(WHAT NEEDS TO BE DONE): Repeat word for word the part of the blind hockey passage starting at "Fornasier’s social following" and ending at "Bedard one day.".

(TEXT PROVIDED):
*** Begin section ***

Fornasier immediately took to blind hockey. It was a positive physical outlet for a lot of anger and mixed feelings he’d felt at school. It was also something he excelled at.

Blind hockey adapts the game to help athletes with vision loss participate. Players must make a clear pass before they’re allowed to shoot on net. The size of the puck is approximately three times bigger than regulation size. It has ball bearings inside that make a rattling sound as the puck moves. At three feet (0.91 metres) tall, the nets are smaller than standard and goalies are fully blind or blindfolded. Sound plays a huge component, with audience members encouraged to stay silent while the game is in play.

At 15, Fornasier was selected as a member for the national Canadian Blind Hockey team. Since that time, he’s won five gold medals. In the 2022/2023 season and subsequent tournament, he had the most points of any player that has 5-per-cent vision or less. This past March, he helped Canada take first place in the 2026 International Blind Ice Hockey Series. He also skates with local team the Toronto Ice Owls.

Fornasier’s social following has arguably made him the most recognizable face of the sport. Fans have nicknamed him “Blind Bedsy,” comparing the player with hockey prodigy Connor Bedard of the Chicago Blackhawks, owing to their shared wunderkind status and a vague resemblance between the two athletes. Fornasier hopes to collaborate online with Bedard one day.

*** End section ***

(DATASET EXTRACT):
*** Begin section ***

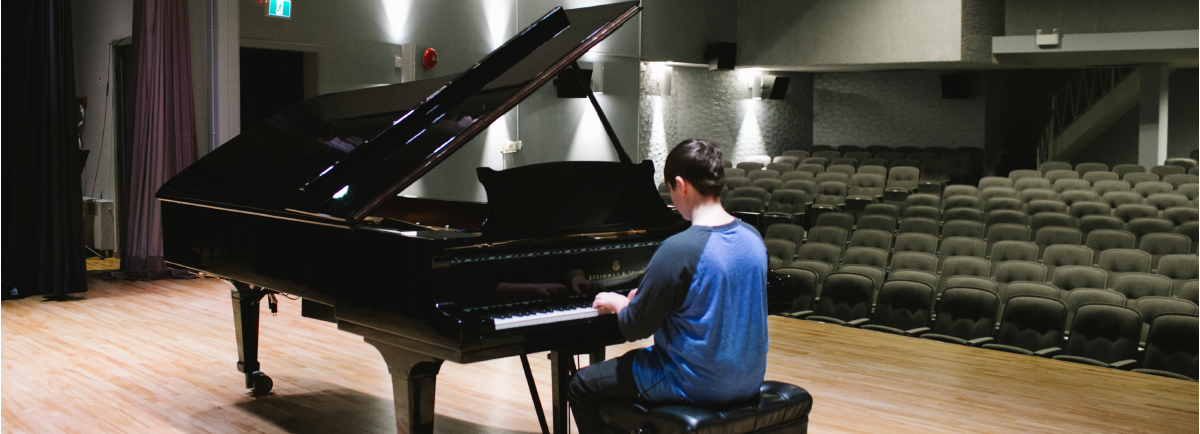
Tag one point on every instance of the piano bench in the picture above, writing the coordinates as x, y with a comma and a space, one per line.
778, 408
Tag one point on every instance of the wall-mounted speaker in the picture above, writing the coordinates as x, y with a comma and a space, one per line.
955, 86
720, 55
774, 86
569, 86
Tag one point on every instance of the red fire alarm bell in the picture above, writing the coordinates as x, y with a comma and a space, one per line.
431, 59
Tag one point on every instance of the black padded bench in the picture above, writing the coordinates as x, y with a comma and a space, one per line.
778, 408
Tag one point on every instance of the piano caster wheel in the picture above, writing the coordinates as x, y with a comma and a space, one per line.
262, 383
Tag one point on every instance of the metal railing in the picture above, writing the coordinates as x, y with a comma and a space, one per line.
1077, 97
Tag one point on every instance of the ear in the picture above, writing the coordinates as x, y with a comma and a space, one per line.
682, 186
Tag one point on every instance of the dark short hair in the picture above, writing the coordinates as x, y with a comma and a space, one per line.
697, 162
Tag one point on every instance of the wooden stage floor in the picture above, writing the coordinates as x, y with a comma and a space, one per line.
159, 357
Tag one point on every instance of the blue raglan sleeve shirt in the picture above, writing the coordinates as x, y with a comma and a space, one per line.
703, 299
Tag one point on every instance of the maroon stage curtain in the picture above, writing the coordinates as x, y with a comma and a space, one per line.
163, 127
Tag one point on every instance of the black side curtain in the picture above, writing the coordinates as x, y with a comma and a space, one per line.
43, 246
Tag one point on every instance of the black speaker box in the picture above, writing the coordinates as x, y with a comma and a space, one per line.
774, 86
569, 86
955, 86
720, 55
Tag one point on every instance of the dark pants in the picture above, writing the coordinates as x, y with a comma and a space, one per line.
598, 383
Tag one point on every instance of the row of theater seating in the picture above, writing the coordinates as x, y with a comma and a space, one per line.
1089, 327
1007, 236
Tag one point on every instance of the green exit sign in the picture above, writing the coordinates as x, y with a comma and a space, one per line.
281, 8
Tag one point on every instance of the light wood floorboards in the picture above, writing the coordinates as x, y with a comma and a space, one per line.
160, 357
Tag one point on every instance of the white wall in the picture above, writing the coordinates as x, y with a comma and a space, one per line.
895, 109
791, 34
1024, 17
715, 106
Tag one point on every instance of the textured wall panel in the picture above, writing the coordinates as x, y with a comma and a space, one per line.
715, 106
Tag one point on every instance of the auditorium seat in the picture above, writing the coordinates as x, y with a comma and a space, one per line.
1083, 296
1104, 336
1189, 291
1129, 212
966, 266
1104, 187
779, 248
995, 181
1055, 236
1032, 326
1038, 206
1134, 179
1101, 176
1053, 166
1180, 269
1104, 239
1077, 196
1008, 231
1084, 168
913, 260
919, 225
796, 175
867, 255
1071, 277
1116, 261
1146, 188
1141, 284
1056, 255
963, 228
829, 235
871, 237
965, 315
1151, 307
1018, 271
839, 219
1123, 169
1007, 251
760, 174
1165, 170
903, 307
792, 233
1171, 348
1090, 223
965, 215
750, 166
1165, 200
885, 223
845, 300
1116, 199
1055, 175
1165, 243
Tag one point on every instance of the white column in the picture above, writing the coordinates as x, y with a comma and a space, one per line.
225, 86
1152, 122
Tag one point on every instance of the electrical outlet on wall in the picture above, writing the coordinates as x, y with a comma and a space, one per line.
510, 146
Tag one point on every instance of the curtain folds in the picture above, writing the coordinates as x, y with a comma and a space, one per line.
163, 127
43, 246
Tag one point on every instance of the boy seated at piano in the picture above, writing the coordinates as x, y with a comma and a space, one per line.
702, 297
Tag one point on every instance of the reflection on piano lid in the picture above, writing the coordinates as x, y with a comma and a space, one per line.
343, 156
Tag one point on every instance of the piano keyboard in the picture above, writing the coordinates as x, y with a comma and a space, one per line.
545, 318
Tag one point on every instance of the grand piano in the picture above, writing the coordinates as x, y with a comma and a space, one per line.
307, 204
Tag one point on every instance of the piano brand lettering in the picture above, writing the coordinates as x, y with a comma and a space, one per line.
605, 276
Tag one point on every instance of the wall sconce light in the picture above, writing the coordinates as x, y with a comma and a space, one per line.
661, 76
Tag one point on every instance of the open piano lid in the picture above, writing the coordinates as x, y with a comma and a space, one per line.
312, 158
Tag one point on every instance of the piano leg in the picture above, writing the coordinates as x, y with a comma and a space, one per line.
562, 368
245, 323
413, 385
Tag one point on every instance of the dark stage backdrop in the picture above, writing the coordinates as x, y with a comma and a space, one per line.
43, 247
163, 128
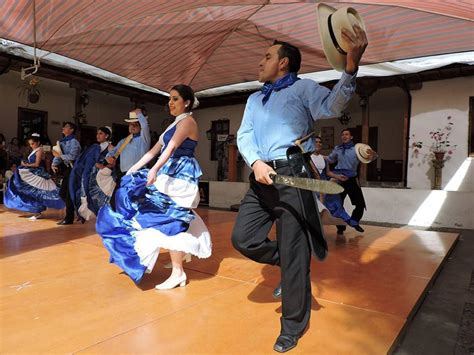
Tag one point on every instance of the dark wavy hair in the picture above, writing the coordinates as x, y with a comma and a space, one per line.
292, 53
35, 139
106, 130
186, 93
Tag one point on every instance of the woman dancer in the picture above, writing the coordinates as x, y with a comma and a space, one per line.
154, 207
31, 188
92, 182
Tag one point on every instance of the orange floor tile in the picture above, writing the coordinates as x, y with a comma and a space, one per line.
60, 294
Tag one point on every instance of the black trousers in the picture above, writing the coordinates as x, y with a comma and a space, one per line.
262, 206
120, 175
352, 188
65, 195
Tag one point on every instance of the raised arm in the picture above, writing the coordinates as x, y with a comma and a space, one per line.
39, 158
184, 129
146, 158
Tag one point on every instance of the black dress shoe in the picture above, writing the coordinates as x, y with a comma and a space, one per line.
285, 343
358, 228
277, 292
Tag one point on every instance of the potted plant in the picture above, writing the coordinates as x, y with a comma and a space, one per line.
440, 142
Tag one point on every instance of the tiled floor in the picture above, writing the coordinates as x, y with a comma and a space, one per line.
59, 293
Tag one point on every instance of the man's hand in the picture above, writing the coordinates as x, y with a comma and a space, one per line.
151, 177
357, 45
341, 177
131, 170
262, 172
372, 154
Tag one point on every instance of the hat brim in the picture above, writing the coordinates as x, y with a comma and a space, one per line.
334, 58
357, 148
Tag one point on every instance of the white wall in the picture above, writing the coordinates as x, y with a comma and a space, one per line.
430, 107
204, 118
386, 110
58, 99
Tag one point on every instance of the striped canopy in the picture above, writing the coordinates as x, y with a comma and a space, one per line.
212, 43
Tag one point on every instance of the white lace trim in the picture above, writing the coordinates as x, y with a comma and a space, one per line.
105, 181
183, 193
196, 241
83, 210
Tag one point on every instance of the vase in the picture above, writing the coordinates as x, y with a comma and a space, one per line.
439, 155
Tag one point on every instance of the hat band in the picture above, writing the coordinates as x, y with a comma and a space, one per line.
333, 37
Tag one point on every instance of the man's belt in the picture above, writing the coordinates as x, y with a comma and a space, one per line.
277, 163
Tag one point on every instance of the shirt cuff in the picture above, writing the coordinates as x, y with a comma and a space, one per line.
348, 78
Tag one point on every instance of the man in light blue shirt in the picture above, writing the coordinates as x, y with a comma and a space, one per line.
137, 147
131, 151
283, 111
70, 151
347, 166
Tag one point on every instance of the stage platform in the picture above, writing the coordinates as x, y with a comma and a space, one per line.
59, 294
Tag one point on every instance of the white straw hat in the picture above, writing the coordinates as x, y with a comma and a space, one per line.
330, 22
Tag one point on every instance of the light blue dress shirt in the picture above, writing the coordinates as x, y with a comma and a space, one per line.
268, 130
137, 147
347, 161
71, 150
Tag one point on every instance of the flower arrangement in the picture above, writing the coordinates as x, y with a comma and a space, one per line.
440, 144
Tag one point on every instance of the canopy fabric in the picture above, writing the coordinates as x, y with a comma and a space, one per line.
208, 44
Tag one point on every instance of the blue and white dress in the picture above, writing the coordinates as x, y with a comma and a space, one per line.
91, 188
32, 189
148, 218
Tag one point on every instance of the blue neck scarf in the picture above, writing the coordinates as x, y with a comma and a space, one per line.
285, 81
345, 146
68, 138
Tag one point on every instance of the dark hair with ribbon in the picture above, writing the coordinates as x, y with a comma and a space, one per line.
71, 125
347, 130
106, 130
292, 53
35, 137
186, 93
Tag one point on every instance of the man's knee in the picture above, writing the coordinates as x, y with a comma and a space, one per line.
237, 240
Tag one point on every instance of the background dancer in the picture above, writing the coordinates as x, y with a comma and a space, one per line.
92, 180
154, 208
69, 151
31, 188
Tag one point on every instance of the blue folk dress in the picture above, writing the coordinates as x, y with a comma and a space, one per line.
32, 189
161, 215
91, 188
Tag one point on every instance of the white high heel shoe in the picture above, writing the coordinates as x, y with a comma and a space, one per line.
186, 258
171, 283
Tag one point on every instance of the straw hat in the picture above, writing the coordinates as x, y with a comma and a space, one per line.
362, 152
132, 117
330, 22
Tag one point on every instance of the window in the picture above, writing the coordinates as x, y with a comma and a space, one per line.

*** End section ***

(OUTPUT):
Fornasier’s social following has arguably made him the most recognizable face of the sport. Fans have nicknamed him “Blind Bedsy,” comparing the player with hockey prodigy Connor Bedard of the Chicago Blackhawks, owing to their shared wunderkind status and a vague resemblance between the two athletes. Fornasier hopes to collaborate online with Bedard one day.